The analysis focused on the probability of errors as the main outcome variable. For each illusion, we started by visualizing the average effect of task difficulty and illusion strength to gain some intuition on the underlying generative model. Next, we tested the performance of various logistic models differing in their specifications, such as: with or without a transformation of the task difficulty (log, square root or cubic root), with or without a 2nd order polynomial term for the illusion strength, and with or without the illusion side (up vs. down or left vs. right) as an additional predictor. We then fitted the best performing model under a Bayesian framework, and compared its visualization with that of a General Additive Model (GAM), which has an increased ability of mapping underlying potential non-linear relationships (at the expense of model simplicity).

SUPPLIED RECORDS -
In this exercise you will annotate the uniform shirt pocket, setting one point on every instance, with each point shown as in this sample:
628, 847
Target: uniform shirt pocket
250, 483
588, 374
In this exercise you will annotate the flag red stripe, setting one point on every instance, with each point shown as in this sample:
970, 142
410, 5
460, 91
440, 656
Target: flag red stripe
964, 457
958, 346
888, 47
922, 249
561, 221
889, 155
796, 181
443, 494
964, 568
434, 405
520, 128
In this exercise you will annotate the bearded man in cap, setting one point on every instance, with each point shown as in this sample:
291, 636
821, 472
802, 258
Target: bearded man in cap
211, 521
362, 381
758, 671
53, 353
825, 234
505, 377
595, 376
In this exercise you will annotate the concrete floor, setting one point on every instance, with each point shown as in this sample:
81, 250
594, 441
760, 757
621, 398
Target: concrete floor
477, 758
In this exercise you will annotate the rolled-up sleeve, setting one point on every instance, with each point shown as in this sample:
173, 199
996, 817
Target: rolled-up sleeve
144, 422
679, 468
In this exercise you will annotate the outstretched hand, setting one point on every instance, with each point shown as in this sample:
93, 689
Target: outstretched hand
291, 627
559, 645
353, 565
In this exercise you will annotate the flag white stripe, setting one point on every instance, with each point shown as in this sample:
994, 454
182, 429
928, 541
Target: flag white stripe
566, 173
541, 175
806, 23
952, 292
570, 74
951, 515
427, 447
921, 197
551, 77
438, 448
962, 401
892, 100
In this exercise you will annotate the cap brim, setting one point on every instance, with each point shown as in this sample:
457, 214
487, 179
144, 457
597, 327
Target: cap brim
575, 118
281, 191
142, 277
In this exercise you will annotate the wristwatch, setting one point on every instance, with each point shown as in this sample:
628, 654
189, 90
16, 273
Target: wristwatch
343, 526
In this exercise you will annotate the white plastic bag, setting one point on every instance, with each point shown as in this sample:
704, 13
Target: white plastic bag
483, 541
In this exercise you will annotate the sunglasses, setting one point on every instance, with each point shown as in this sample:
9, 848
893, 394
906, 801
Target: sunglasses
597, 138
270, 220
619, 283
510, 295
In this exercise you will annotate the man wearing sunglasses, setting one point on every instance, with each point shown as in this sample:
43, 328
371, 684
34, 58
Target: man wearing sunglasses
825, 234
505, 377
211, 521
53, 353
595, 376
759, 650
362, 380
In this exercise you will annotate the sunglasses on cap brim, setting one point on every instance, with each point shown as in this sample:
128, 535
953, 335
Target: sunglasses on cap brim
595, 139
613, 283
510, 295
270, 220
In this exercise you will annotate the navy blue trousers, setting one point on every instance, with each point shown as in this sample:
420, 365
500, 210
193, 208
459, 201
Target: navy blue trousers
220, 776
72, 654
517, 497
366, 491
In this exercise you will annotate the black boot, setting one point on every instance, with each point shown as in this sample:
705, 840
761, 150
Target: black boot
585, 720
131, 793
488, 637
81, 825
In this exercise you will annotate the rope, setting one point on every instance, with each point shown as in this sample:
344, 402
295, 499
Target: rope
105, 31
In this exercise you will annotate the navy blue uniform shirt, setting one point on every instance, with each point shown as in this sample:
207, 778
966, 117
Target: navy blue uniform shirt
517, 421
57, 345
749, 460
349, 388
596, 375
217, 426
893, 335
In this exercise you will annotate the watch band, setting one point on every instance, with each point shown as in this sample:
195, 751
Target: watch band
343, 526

THE TASKS -
1. In the passage on analyzing illusion errors, what served as the main outcome variable?
2. Resume the passage on analyzing illusion errors, starting right after its last sentence.

RESPONSES BY TASK -
1. The probability of errors.

2.
The analysis was carried out using R 4.2 (R Core Team 2022), brms (Bürkner 2017), the tidyverse (Wickham et al. 2019), and the easystats collection of packages (Makowski, Ben-Shachar, and Lüdecke 2019; Makowski et al. 2020; Lüdecke et al. 2021; Lüdecke, Waggoner, and Makowski 2019).

Results

Summary

The statistical models suggested that the effect of task difficulty had a cubic relationship with error rate for the Delboeuf and Ebbinghaus illusions (both composed of circular shapes), square relationship for the Rod and Frame and Vertical-Horizontal illusions, cubic relationship for the Zöllner and Poggendorff illusions, exponential relationship for the White illusion, cubic relationship for the Müller-Lyer and Ponzo illusions (both based on line lengths), and linear relationship for the Contrast illusion. All models suggested a significant effect of illusion strength and task difficulty. See details and figures in the analysis script.

Delboeuf

Descriptive

plot_descriptive <- function(data, side="leftright") {
  
  if(side == "leftright") {
    x <- data[data$Error == 0 & data$Illusion_Side == 1, ]$Answer[1]
    x <- tools::toTitleCase(gsub("arrow", "", x))
    if(x == "Left") {
      data$Answer <- ifelse(data$Illusion_Side == 1, "Left", "Right")
    } else if(x == "Right") {
      data$Answer <- ifelse(data$Illusion_Side == 1, "Right", "Left")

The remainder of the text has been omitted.